(Rows of box annotation data)

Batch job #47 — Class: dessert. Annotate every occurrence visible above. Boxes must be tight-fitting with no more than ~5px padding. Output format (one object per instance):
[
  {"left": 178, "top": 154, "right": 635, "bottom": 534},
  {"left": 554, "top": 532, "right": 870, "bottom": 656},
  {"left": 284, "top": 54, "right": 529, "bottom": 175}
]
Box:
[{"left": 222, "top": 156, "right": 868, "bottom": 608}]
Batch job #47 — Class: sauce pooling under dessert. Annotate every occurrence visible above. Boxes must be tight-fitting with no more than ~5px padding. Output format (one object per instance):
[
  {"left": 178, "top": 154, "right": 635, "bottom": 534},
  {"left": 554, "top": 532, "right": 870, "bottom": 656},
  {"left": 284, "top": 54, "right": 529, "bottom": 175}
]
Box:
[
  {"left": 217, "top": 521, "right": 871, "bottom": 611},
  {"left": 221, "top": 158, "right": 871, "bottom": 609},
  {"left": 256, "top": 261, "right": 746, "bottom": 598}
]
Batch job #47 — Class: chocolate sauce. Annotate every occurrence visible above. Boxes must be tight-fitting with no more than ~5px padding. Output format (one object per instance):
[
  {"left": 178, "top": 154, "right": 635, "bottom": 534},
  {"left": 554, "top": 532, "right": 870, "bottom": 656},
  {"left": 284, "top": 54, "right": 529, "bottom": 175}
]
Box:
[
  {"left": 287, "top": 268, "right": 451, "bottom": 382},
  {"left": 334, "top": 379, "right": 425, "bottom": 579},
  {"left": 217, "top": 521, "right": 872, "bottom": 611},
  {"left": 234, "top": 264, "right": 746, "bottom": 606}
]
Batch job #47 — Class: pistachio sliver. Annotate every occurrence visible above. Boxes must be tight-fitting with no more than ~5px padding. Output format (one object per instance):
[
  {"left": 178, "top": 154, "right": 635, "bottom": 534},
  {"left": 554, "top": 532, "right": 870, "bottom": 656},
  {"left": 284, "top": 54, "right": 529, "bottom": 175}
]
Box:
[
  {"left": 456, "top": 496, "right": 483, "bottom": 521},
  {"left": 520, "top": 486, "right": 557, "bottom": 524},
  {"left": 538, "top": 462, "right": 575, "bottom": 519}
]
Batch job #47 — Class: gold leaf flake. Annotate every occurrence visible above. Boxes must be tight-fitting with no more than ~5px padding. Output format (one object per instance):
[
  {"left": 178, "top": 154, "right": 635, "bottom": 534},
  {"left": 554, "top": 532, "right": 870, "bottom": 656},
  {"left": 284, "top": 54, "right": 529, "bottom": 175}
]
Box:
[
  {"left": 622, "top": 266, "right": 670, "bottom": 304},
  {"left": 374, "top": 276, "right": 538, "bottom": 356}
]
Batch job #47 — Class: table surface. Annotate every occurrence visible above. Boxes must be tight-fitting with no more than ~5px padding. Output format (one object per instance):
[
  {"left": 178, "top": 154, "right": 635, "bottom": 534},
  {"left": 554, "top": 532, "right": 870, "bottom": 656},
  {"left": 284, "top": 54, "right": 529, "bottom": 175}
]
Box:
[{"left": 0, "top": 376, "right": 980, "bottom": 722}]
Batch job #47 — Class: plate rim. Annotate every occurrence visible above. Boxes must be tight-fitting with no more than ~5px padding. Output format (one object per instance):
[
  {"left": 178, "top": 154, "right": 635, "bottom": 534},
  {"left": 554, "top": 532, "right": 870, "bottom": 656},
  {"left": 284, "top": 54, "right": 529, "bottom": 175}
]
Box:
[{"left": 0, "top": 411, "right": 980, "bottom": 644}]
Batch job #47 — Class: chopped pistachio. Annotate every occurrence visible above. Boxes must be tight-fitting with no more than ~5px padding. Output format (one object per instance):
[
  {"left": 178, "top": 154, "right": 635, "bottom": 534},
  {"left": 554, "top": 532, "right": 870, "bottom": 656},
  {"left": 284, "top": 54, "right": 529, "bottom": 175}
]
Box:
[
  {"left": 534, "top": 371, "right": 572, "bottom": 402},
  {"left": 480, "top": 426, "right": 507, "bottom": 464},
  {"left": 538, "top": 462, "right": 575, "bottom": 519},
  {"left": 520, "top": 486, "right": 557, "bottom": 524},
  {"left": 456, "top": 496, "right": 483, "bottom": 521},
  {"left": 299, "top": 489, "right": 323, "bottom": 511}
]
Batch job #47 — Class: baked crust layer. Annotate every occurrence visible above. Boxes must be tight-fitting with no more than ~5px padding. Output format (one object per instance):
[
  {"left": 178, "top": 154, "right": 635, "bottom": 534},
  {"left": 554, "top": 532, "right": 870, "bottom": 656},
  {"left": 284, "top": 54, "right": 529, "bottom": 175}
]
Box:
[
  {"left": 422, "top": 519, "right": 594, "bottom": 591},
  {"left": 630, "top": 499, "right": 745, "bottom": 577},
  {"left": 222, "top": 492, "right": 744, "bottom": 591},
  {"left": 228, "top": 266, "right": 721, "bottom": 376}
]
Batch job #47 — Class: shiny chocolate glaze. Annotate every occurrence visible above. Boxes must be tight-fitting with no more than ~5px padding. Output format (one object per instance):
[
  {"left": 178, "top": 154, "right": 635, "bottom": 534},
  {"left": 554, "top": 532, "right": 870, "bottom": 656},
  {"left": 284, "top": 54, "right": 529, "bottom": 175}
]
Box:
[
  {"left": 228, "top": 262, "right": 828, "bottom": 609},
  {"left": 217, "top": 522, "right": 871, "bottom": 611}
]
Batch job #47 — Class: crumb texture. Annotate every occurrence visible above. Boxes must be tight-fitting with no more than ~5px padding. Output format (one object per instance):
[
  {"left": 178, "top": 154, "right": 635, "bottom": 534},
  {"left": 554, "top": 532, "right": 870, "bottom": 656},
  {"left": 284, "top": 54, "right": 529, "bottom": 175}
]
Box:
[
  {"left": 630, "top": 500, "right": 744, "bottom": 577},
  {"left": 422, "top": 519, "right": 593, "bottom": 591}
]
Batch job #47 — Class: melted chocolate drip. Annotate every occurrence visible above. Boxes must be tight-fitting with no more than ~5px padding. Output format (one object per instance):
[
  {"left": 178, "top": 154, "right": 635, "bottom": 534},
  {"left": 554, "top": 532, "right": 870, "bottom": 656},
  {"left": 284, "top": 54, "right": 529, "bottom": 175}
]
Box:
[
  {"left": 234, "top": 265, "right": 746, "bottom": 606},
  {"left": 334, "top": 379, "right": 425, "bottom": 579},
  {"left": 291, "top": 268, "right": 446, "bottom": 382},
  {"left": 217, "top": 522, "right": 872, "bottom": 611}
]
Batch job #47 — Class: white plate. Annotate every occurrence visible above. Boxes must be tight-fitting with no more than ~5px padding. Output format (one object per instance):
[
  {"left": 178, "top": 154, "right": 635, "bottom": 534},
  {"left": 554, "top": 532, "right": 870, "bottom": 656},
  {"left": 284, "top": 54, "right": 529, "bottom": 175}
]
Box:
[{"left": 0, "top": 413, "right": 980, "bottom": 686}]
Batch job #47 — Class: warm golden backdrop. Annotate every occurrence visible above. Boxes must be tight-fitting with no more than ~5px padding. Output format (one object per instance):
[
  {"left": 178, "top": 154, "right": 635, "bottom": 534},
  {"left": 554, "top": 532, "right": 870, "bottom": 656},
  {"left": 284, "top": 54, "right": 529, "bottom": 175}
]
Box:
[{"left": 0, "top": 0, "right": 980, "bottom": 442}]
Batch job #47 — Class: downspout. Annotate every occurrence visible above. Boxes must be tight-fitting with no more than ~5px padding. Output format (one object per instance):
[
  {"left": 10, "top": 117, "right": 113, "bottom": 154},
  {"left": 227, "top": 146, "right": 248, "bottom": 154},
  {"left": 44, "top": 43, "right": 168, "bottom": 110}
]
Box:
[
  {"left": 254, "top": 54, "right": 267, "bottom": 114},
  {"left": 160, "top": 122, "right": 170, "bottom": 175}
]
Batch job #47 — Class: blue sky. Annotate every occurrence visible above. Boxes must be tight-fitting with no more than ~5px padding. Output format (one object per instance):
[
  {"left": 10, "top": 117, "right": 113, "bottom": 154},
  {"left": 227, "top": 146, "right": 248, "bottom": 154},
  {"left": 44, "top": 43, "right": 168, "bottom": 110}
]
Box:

[Task goal]
Reproduce verbatim the part of the listing that opens with the line containing "Batch job #47 — Class: blue" and runs through the last line of the listing, including both.

[Expected answer]
Batch job #47 — Class: blue sky. Annotate every occurrence visible above. Boxes must be tight-fitting with no more than ~5px padding. Output format (one object per instance):
[
  {"left": 10, "top": 117, "right": 113, "bottom": 154},
  {"left": 227, "top": 146, "right": 248, "bottom": 154},
  {"left": 44, "top": 43, "right": 168, "bottom": 110}
]
Box:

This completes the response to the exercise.